• [What is needed]:
Pick out every row below that contains the word "glass" and copy each one in full.

Excerpts of location labeling data:
***

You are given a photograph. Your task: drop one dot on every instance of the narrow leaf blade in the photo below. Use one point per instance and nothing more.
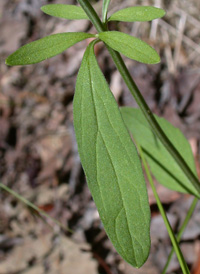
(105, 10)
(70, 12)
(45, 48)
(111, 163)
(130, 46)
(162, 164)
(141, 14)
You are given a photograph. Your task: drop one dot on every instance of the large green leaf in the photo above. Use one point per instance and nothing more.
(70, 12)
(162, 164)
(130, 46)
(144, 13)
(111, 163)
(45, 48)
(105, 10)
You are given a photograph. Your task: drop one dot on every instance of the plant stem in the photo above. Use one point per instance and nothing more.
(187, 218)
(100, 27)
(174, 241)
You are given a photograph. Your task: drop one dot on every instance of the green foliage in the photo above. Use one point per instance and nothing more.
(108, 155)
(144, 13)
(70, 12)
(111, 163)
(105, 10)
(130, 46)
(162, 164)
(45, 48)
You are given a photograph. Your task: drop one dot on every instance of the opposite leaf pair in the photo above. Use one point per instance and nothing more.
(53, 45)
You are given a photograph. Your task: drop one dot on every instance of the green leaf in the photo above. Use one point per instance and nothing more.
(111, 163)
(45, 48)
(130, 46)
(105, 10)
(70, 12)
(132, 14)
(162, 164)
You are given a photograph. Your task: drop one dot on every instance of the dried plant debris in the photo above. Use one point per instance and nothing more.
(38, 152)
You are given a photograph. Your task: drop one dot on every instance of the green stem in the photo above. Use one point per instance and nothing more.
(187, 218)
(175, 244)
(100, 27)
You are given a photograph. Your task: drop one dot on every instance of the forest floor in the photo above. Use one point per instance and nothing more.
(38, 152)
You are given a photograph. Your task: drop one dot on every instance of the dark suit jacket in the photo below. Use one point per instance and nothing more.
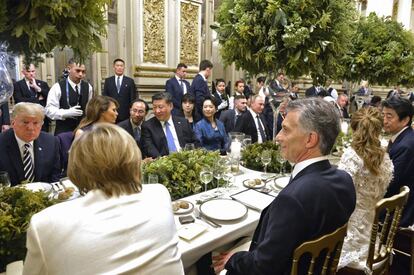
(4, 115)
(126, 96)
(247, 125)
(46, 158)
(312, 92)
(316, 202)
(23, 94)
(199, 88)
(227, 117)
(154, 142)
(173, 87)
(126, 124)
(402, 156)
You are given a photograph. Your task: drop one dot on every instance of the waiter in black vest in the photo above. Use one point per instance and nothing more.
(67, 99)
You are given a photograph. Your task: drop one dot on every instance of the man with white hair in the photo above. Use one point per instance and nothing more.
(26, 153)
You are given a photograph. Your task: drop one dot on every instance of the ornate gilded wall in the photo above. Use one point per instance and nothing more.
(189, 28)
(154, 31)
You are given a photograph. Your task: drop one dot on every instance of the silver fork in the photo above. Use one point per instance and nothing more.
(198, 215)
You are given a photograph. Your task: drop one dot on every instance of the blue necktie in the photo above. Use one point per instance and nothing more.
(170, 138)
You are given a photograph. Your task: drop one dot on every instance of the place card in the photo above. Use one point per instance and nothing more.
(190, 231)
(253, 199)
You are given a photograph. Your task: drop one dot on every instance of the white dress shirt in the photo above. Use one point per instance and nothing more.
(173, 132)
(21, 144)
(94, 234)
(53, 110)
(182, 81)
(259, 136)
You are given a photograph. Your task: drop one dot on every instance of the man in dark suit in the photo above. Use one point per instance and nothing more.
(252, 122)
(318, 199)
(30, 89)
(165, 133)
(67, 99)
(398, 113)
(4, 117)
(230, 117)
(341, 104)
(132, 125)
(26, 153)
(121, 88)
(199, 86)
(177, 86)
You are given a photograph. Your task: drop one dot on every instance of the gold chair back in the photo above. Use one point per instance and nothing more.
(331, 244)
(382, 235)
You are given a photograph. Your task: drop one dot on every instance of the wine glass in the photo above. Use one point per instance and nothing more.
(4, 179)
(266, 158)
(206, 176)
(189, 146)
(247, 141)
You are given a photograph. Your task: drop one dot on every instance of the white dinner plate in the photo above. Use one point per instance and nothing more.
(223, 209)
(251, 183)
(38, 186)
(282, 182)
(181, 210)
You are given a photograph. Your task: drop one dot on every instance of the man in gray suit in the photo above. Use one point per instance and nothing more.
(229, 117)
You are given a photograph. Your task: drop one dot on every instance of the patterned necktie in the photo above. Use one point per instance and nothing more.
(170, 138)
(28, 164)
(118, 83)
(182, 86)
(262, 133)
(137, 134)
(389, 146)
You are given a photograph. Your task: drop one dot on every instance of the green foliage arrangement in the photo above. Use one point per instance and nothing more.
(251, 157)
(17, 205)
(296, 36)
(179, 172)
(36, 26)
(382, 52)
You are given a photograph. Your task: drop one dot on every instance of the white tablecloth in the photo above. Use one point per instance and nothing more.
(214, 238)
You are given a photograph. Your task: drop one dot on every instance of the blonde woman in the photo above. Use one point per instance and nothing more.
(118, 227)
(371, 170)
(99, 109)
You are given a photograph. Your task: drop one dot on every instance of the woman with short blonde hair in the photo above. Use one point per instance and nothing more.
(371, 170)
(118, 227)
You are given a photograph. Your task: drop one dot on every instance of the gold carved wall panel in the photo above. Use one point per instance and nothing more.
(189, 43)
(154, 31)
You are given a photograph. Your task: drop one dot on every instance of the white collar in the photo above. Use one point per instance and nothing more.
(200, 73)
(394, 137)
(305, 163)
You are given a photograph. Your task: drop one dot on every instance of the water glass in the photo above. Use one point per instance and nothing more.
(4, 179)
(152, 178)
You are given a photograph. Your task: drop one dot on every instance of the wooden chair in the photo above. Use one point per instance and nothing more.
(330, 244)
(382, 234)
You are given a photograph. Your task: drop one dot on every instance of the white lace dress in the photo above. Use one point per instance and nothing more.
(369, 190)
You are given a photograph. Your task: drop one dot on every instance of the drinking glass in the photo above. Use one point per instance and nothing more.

***

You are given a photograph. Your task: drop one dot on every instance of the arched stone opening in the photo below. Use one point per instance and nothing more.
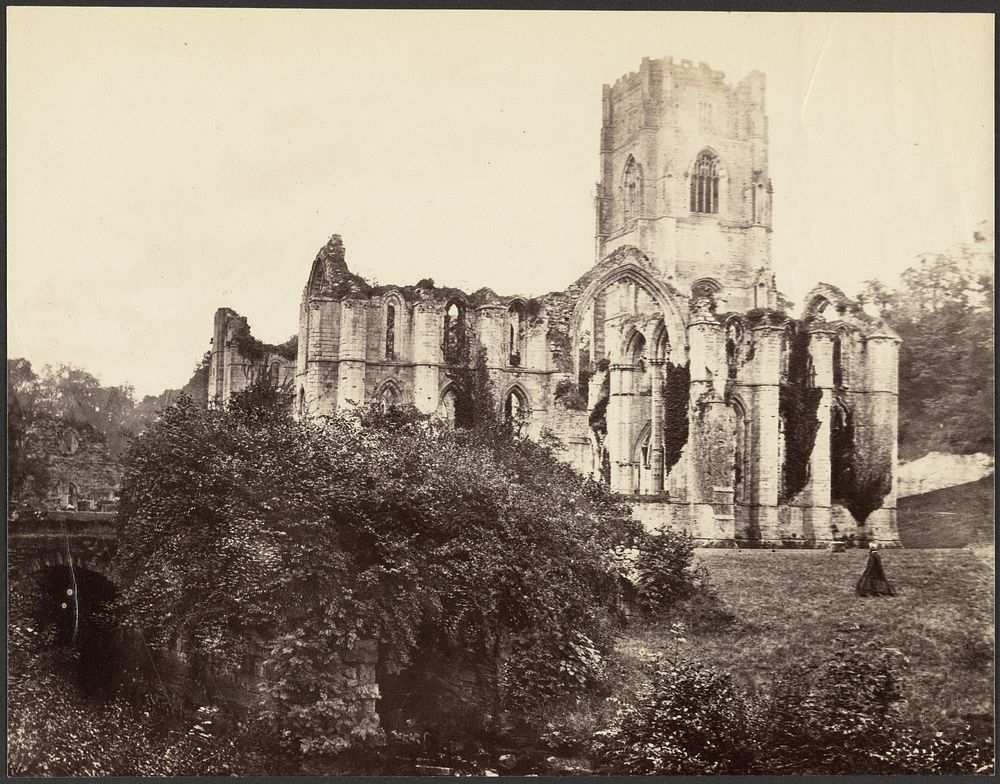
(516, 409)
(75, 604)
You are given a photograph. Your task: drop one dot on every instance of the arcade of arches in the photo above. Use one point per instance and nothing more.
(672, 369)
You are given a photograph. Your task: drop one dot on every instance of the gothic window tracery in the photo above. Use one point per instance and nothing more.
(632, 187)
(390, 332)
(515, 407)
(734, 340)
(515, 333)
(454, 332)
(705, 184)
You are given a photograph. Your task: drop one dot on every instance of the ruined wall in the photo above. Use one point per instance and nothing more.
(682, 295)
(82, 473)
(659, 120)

***

• [Final result]:
You are given a photograph. Your task: drop one dot on every instance of the wine glass in the photo above. Use one point per instance and nothing more.
You are given a photograph. Your task: drop one dot on every instance of the water glass in the photo above. Use one point per instance and nothing more.
You are given a photograph. Your task: drop one dot on every instance of the drinking glass in the photo above. Use one point per instance and nothing more.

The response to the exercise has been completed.